Direction 1: Rewrite the stretch of the goat forum thread from "Thanks! Yes, I" through "is so adorable!", swapping "sister" for "cousin".
Direction 2: Carry the goat forum thread forward from its last sentence.

Selected text:
━━━
Bella is such a good girl! I just love when that perfect dog finds your farm. My goats do the same thing. They never pretend to spook from my farm dog (he was here before they were) but I have one goat in particular who will pretend to spook at my LGD. She’ll kick and twist and bounce and sprint. He just watches her with a tilted head, wondering what all the fuss is about. Then she cuddles up right next to him at night to sleep. Goats. They are characters.


----------



## Jubillee

I don't know how I missed this thread!! You have a gorgeous herd and an absolutely stunning property. I would love to raise mine exactly like that! How lovely!


----------



## toth boer goats

How cute.


----------



## Cedarwinds Farm

Rancho Draco said:


> What a doll! ❤
> 
> I love the nose through the slat shot.


Thanks! Yes, I love seeing Beaut's little nose poking out, keeping tabs on everything. 


Goatastic43 said:


> Aww! Congrats to your sister! He (it’s a he right?) is so adorable!


Thanks! Yes, he's a bull calf.


FizzyGoats said:


> The goats look amazing! And congrats to your sister. What a beautiful calf!
> 
> 
> Bella is such a good girl! I just love when that perfect dog finds your farm. My goats do the same thing. They never pretend to spook from my farm dog (he was here before they were) but I have one goat in particular who will pretend to spook at my LGD. She’ll kick and twist and bounce and sprint. He just watches her with a tilted head, wondering what all the fuss is about. Then she cuddles up right next to him at night to sleep. Goats. They are characters.


Thanks! 
Thats such a funny story about your goat and Archer. I can just picture poor Archer's confusion. I think the doelings are more goofy because they have nothing else to do. They're not milking or raising babies, so they have more time to cook up mischief.
━━━
Data entries:

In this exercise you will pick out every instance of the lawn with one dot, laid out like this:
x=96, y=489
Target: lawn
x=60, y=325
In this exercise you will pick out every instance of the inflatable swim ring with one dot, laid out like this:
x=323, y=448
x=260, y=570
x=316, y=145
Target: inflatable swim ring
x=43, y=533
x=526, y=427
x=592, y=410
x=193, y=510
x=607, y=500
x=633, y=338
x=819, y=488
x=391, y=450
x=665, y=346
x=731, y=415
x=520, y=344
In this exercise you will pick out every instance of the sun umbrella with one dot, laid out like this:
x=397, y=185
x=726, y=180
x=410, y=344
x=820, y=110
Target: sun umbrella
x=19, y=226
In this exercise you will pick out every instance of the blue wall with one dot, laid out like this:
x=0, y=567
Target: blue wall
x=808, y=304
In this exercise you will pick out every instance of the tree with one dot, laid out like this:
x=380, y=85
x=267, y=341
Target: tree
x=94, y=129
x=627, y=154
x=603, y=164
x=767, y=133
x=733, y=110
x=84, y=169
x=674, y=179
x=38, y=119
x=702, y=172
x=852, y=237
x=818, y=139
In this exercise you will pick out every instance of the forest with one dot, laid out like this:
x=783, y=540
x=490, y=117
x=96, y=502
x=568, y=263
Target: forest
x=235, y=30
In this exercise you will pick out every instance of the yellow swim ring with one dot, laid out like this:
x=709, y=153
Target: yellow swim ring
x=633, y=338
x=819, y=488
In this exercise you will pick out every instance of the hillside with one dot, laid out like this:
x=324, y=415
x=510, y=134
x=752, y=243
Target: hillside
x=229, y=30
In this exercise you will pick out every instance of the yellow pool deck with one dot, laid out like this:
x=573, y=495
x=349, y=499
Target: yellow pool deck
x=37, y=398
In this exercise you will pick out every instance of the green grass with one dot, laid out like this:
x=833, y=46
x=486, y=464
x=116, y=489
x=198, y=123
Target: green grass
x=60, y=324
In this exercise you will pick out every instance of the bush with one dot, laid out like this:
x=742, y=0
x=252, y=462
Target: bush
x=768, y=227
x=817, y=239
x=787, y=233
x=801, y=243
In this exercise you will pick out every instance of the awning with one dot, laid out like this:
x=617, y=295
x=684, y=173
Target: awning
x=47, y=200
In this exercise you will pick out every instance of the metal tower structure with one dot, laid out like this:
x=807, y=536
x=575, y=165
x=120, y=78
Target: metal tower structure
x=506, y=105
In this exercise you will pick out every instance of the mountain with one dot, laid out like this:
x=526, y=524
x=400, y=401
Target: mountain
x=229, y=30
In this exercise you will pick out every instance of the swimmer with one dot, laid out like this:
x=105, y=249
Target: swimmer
━━━
Response 1:
Thanks! Yes, I love seeing Beaut's little nose poking out, keeping tabs on everything. 


Goatastic43 said:


> Aww! Congrats to your cousin! He (it’s a he right?) is so adorable!

Response 2:
Jubillee said:


> I don't know how I missed this thread!! You have a gorgeous herd and an absolutely stunning property. I would love to raise mine exactly like that! How lovely!


Hey! Welcome to the funny farm! Glad you've enjoyed the thread so far. It's fun to share with people who get excited about the same things I do. My parents still own the property, but my sister and I do all the livestock stuff now. It's a blessing to have such a great place to use!


toth boer goats said:


> How cute.


Awe, thanks!


----------



## Cedarwinds Farm

Snowy pictures from morning chores. I must admit, it makes life less convenient, but I do love the snow!








Beaut knows how to pose


----------



## FizzyGoats

Those are such amazing snow pictures! I feel like all your pics could be paintings, postcards, or calendar pics. It looks really beautiful there.


----------



## Cedarwinds Farm

Got some more wintry shots of the animals.
























Watcha got there, Mom?


----------



## Cedarwinds Farm

And one of my hens who, of course, wasn't going to step a toe outside into that awful snow!


----------



## Goatastic43

Such good photos! Your really good at photography!


----------



## Cedarwinds Farm

FizzyGoats said:


> Those are such amazing snow pictures! I feel like all your pics could be paintings, postcards, or calendar pics. It looks really beautiful there.





Goatastic43 said:


> Such good photos! Your really good at photography!


Thanks, guys! Y'all are so kind. It's fun to have a place to share one of my favorite hobbies.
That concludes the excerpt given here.